- _Consegna_: Ricopia senza alcuna modifica il tratto dell'articolo sul sindaco di Mira che va da “Alvise Maniero dopo” fino a “regola che trovi.”.

- _Estratto del documento_:

....

Alvise Maniero dopo essere stato eletto sindaco nel 2012 (foto LaPresse)

Morale in Movimento

Toh, “spunta” un sindaco M5s rinviato a giudizio. Lo Staff a purghe alterne

Luciano Capone
Alvise Maniero di Mira è a processo, ma per lui niente metodo Pizzarotti. Comune che vai, regola che trovi.

Roma. “Se mi rinviano a giudizio mi dimetto immediatamente”. Stando alle parole di Filippo Nogarin, il sindaco di Livorno indagato per bancarotta fraudolenta, è quindi il rinvio a giudizio, e non più l’avviso di garanzia, la linea del Piave del Movimento 5 stelle. Ma basta spostarsi sulla Riviera del Brenta, a Mira, e anche questa regola (non scritta) non vale più. Il sindaco grillino della cittadina veneta, Alvise Maniero, è ormai sotto processo da quasi due anni, rinviato a giudizio per lesioni colpose e inosservanza delle norme antifortunistiche, e nessuno nel partito o alla Casaleggio Associati ha mai parlato di dimissioni, sospensione o espulsione. La storia ha origine da un tragico incidente. La sera del 20 luglio del 2012 un ragazzo si arrampica con due amici sul tetto della piscina comunale, chiusa per lavori di ristrutturazione, e precipita nella vasca vuota dopo aver poggiato un piede sul lucernario che non regge il peso. Il volo di 10 metri provoca al giovane danni gravissimi, ora è tetraplegico e con lesioni cerebrali, e porta la procura ad accusare il sindaco e altri sei imputati di lesioni colpose per non aver valutato i rischi del cantiere e non aver predisposto le misure di sicurezza necessarie a impedirne l’accesso. Il processo è in fase avanzata, la prossima udienza è a fine mese, ma il sindaco rimane al suo posto. Le regole non scritte, che al dissidente Pizzarotti si applicano, per i fedeli Nogarin e Maniero si interpretano.

 

La vicenda del sindaco di Mira mostra ancora una volta come lo standard sia in realtà nient’altro che l’arbitrio di un’entità impalpabile, lo “Staff di Beppe Grillo”, che purga le poche voci critiche e autonome in base alle non-regole non-scritte di un non-statuto. Per Nogarin si può aspettare fino al rinvio a giudizio – in deroga al metodo Davigo (“la presunzione d’innocenza non c’entra nulla coi rapporti politici”) e al metodo Di Maio (“non sono a favore della presunzione d’innocenza per i politici. Se uno è indagato deve lasciare”) – mentre Pizzarotti viene messo alla porta per non aver comunicato allo “staff” di aver ricevuto un avviso di garanzia. Ma si tratta dello stesso comportamento tenuto dal sindaco di Pomezia Fabio Fucci, che non ha comunicato al Blog & Associati di essere stato indagato, ma che, a differenza di Pizzarotti, è stato risparmiato. Il caso del sindaco di Mira li supera tutti: nessuno ha discusso della sua iscrizione nel registro degli indagati, in nome della trasparenza assoluta (linea Pizzarotti), né sono arrivate le dimissioni dopo il rinvio a giudizio (linea Nogarin).

....

- _Materiale fornito_:
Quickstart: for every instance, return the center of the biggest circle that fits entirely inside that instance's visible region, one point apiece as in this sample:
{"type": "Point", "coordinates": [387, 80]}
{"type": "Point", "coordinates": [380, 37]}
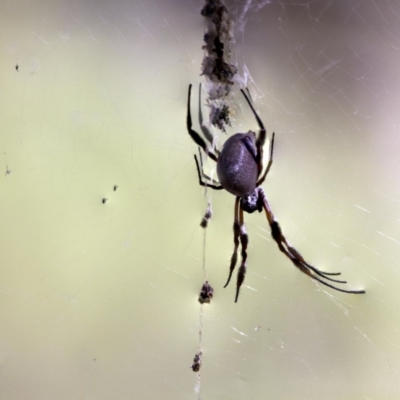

....

- _Soluzione proposta_:
Alvise Maniero dopo essere stato eletto sindaco nel 2012 (foto LaPresse)

Morale in Movimento

Toh, “spunta” un sindaco M5s rinviato a giudizio. Lo Staff a purghe alterne

Luciano Capone
Alvise Maniero di Mira è a processo, ma per lui niente metodo Pizzarotti. Comune che vai, regola che trovi.